▶ **Task prompt**
Take the entries below and print, exactly, the stretch from the line containing "<point>176,290</point>" through the line containing "Query: red object on roof", both included.

▶ **Records for the task**
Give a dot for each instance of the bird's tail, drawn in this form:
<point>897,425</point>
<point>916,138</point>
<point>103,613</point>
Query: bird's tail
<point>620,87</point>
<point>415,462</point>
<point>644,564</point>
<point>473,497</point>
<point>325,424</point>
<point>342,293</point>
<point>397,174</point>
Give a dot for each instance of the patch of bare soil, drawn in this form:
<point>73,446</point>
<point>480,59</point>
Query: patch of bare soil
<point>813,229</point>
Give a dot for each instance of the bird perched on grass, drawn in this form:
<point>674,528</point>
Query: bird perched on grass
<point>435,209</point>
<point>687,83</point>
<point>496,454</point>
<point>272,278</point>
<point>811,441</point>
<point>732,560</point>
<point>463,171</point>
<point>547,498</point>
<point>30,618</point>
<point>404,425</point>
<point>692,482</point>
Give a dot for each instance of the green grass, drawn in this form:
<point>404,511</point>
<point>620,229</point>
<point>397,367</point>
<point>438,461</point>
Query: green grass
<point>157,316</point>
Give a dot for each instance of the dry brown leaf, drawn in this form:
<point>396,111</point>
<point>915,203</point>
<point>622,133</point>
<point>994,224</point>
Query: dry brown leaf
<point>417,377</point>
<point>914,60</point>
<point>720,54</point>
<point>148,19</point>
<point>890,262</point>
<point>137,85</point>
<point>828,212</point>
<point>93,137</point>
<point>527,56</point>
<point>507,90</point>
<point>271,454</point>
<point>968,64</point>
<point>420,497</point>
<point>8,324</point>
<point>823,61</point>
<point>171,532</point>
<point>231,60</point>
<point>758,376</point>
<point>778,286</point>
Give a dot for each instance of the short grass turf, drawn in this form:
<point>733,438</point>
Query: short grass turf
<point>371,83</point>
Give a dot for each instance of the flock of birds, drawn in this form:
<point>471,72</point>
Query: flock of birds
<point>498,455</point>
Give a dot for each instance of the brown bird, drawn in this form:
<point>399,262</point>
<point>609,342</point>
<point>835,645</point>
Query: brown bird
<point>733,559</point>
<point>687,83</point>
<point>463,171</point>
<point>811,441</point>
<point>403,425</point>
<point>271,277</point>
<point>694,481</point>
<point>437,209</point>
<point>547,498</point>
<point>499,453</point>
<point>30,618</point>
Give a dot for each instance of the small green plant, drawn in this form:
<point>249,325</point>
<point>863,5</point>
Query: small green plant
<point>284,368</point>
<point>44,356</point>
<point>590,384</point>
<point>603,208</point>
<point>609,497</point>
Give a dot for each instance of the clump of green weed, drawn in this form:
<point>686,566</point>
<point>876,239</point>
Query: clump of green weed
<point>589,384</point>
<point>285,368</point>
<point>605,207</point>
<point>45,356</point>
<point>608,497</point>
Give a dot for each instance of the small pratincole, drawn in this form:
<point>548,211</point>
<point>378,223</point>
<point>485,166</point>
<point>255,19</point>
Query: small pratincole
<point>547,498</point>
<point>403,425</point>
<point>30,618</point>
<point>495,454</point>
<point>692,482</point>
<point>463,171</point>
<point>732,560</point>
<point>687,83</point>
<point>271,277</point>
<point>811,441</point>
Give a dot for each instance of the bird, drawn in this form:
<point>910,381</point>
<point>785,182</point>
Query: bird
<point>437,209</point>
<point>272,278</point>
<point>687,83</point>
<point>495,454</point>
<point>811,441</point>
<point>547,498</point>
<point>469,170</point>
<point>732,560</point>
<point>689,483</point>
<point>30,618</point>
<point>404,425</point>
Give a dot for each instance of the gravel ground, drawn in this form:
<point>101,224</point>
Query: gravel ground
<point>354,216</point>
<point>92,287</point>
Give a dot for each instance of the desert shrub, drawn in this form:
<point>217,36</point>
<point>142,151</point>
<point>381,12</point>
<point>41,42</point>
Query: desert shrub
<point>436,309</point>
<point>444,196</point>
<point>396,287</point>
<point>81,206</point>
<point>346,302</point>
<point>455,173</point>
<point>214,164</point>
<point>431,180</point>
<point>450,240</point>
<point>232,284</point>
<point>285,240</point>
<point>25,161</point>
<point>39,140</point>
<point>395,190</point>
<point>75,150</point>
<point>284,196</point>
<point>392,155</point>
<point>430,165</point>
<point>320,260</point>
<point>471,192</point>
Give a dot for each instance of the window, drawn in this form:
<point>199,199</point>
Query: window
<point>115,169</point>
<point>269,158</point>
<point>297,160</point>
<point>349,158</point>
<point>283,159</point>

--

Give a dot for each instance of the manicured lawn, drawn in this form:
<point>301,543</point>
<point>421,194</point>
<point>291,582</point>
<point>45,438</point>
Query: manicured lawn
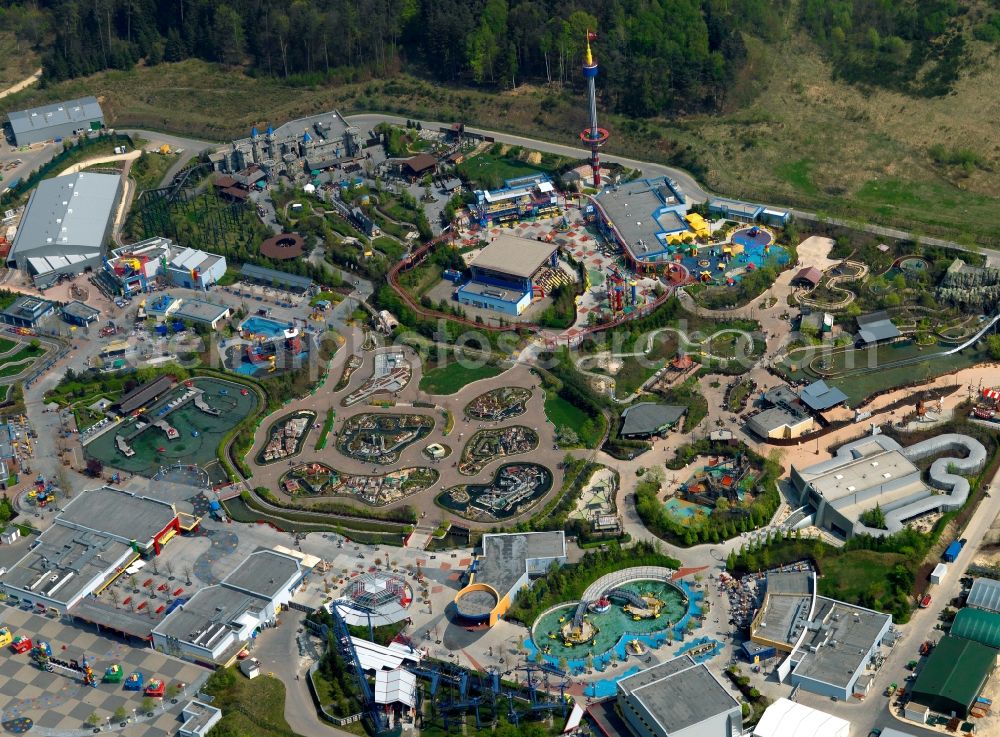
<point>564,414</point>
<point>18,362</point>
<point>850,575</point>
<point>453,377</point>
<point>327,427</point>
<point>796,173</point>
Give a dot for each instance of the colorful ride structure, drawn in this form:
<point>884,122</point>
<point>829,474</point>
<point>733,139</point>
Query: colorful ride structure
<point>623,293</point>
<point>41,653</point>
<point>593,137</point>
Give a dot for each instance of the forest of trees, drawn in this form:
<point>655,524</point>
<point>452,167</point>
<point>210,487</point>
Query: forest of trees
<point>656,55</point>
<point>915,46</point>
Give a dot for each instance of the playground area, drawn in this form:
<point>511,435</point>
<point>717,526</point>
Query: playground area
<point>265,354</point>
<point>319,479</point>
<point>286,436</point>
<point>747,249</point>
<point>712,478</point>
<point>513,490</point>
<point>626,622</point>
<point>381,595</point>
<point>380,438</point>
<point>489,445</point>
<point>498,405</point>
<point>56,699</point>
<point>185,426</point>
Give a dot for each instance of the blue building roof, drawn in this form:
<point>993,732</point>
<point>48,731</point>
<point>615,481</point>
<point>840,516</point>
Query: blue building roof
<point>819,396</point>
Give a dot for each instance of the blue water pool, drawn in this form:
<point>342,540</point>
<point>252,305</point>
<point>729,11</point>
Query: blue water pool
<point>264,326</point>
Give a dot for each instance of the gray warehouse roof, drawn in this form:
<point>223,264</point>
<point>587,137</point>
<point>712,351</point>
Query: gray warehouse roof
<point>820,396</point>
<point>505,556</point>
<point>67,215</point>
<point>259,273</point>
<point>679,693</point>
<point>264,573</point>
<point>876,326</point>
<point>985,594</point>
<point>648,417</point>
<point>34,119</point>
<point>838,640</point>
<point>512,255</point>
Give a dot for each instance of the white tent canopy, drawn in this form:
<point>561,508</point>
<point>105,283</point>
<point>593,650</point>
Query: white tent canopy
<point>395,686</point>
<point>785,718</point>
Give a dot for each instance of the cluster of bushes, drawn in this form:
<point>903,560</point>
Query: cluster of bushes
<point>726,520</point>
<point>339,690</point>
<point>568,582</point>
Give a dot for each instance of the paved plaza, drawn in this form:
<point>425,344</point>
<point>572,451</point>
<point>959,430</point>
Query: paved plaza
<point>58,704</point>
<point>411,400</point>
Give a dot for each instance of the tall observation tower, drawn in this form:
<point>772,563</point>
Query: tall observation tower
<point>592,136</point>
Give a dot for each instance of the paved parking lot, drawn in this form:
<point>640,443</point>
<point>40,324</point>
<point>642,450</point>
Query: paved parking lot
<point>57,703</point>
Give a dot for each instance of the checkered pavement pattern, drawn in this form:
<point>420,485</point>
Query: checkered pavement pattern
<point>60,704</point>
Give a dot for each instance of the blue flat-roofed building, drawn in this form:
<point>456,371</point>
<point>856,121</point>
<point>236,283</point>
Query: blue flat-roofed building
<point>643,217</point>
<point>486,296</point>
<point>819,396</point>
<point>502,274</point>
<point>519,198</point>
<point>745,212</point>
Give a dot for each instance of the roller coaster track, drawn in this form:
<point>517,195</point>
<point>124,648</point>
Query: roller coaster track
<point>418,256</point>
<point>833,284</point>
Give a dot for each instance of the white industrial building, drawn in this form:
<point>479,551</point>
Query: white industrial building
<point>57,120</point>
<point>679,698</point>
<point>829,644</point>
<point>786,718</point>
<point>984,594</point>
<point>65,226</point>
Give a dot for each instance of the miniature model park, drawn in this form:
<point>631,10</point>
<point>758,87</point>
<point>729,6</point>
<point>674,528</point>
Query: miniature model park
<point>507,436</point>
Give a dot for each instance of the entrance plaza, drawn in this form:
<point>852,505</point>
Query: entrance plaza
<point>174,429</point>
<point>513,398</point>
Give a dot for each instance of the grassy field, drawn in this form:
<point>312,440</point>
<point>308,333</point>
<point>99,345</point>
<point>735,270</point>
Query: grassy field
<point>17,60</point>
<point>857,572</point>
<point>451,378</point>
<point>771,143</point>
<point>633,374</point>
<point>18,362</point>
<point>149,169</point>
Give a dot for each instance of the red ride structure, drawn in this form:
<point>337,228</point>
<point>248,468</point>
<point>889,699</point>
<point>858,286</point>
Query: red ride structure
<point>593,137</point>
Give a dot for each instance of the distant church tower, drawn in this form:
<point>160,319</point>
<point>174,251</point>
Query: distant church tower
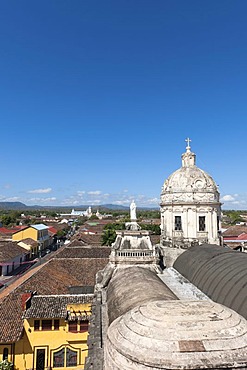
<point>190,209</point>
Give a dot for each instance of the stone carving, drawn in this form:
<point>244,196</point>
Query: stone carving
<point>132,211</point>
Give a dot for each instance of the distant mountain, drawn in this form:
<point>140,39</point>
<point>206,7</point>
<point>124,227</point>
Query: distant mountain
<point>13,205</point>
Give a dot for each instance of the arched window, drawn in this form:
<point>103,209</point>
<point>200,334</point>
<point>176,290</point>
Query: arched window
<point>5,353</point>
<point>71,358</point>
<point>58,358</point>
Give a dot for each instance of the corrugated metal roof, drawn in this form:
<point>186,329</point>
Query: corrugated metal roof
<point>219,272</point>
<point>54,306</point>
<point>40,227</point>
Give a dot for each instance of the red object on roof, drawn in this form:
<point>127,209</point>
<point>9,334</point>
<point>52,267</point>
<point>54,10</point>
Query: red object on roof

▶ **Your solution**
<point>176,290</point>
Query: arched window
<point>5,353</point>
<point>71,358</point>
<point>58,358</point>
Give a dot for each instance of the corrugated metal roof, drawn in this form:
<point>186,329</point>
Query: corrugated metal roof
<point>219,272</point>
<point>54,306</point>
<point>40,227</point>
Give a dot for each instance of the red object on roof, drawn in this form:
<point>127,209</point>
<point>9,334</point>
<point>52,267</point>
<point>54,10</point>
Query: red object on roof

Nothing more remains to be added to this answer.